[DOCUMENT SECTION]
::::::::::

STORIES OF [BE]LONGING

DIGITAL STORYTELLING

Stories of [Be]Longing is a digital storytelling project that works with youth in and from the child welfare system to share their experiences via short films. 

The filmmakers, aged 12-30, create three-minute films about their experiences in foster care, or with their birth families, with customary care, adoption, kinship care, or aging out of care. 

What is Digital Storytelling?

People have always told stories - to entertain, to teach, to persuade to to record history. First Nations people have a long tradition of using stories to teach, and to pass down knowledge. Digital storytelling is just a modern form of this age-old practice, using computer-based tools to tell multimedia stories. We work with a combination of photographs and video, music, recorded voices, and/or animation to help participants at our workshops make short films about some aspect of their lives as they relate to the child welfare system and the importance of having permanent (forever) families. 

Digital storytelling combines the oral tradition of storytelling with the visual and sound capabilities of digital media. 

In adoption and child welfare practices, digital storytelling is a particularly good tool because it is creative, accessible, and fun. You can use digital storytelling with all age groups. We primarily work with youth and young adults from 12 to 30, but we're also beginning to work with adoptive parents and social workers. Creating digital stories engages and builds an emotional connection with youth, and with the audiences to which they show the films. For the youth, it's also a healing process. Everyone who makes a story gets a copy of it, and can share it as they choose. 

Why are these Digital Stories Important?

::::::::::

[PROBLEM SET]
• a. From the Stories of [Be]Longing text, copy out word for word the passage starting with "The filmmakers, aged" and going on through "is Digital Storytelling?".
• b. Translate this sentence from the Stories of [Be]Longing text into Spanish: "Digital storytelling combines the oral tradition of storytelling with the visual and sound capabilities of digital media."
• c. According to the Stories of [Be]Longing text, why is digital storytelling a particularly good tool in adoption and child welfare practices? Answer in one to three sentences.
The material that comes next is from a separate source and is unrelated to the Stories of [Be]Longing text.

[INFORMATION PROVIDED]
::::::::::

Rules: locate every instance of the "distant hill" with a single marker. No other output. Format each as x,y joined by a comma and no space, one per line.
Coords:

::::::::::

[ANSWERS BY ITEM NUMBER]
• a.
The filmmakers, aged 12-30, create three-minute films about their experiences in foster care, or with their birth families, with customary care, adoption, kinship care, or aging out of care. 

What is Digital Storytelling?

• b. La narración digital combina la tradición oral de contar historias con las capacidades visuales y sonoras de los medios digitales.

• c. Digital storytelling is a particularly good tool in adoption and child welfare practices because it is creative, accessible, and fun.